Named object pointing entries
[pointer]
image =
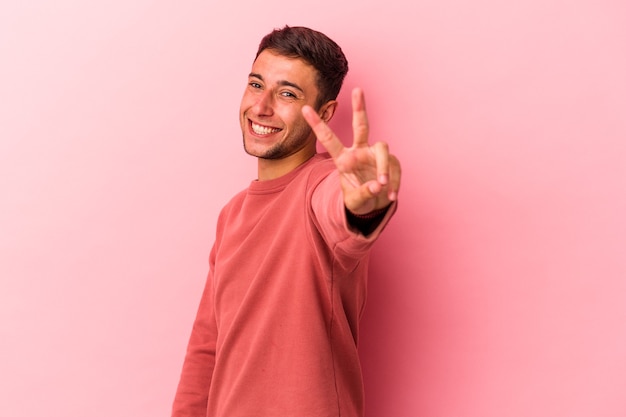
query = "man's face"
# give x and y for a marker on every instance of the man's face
(270, 113)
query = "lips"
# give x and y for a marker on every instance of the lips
(263, 130)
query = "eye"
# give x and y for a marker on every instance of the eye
(288, 94)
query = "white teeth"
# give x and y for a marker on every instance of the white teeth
(263, 130)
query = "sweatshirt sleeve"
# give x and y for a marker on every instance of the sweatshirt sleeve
(330, 218)
(193, 388)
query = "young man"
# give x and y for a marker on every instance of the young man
(277, 327)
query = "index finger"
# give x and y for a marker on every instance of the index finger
(360, 124)
(324, 134)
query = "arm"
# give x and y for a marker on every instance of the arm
(193, 389)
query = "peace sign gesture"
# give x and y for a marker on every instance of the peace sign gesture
(370, 175)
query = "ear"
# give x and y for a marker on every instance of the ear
(327, 111)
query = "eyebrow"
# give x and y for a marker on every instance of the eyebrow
(281, 82)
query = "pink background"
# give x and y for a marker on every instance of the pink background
(498, 290)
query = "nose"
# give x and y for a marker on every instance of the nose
(264, 103)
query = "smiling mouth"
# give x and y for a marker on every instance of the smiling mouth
(263, 130)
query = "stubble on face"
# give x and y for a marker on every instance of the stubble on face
(283, 85)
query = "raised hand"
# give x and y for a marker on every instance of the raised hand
(370, 175)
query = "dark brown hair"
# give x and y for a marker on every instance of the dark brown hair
(316, 49)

YOUR GOAL –
The records above should be reproduced exactly, with no pictures included.

SOLUTION BELOW –
[pointer]
image =
query = "man's face"
# give x and y for a marker on every instance of the man's face
(270, 113)
query = "lips"
# give x and y for a marker on every instance of the lips
(263, 130)
query = "eye"
# give x and y for a marker on every instance of the eye
(288, 94)
query = "white teeth"
# give x and y for a marker on every instance of the white teeth
(263, 130)
query = "sweatshirt sleeve"
# give x and y for a marker on every instance of the sweatshirt sleeve
(330, 218)
(193, 388)
query = "young man"
# give x and y for a marker on every instance of the young man
(277, 327)
query = "index finger"
# give x and y for a marker on every instance of the index finger
(360, 124)
(324, 134)
query = "arm"
# give x and y for a marker on every instance of the arm
(193, 389)
query = "peace sign gesture"
# give x and y for a marker on every instance of the peace sign gesture
(370, 175)
query = "ear"
# give x and y for a marker on every instance of the ear
(327, 111)
query = "eyebrow"
# give x and y for a marker on every instance of the eyebrow
(281, 82)
query = "pink background"
# give x and y for a marker on every instance of the pink background
(498, 290)
query = "nose"
# give x and y for a marker on every instance of the nose
(264, 103)
query = "smiling mouth"
# give x and y for a marker on every instance of the smiling mouth
(263, 130)
query = "stubble on face"
# give x and y for a marker on every instance of the stubble on face
(283, 85)
query = "raised hand"
# give x and y for a marker on every instance of the raised hand
(370, 175)
query = "dark brown hair"
# give x and y for a marker on every instance of the dark brown hair
(316, 49)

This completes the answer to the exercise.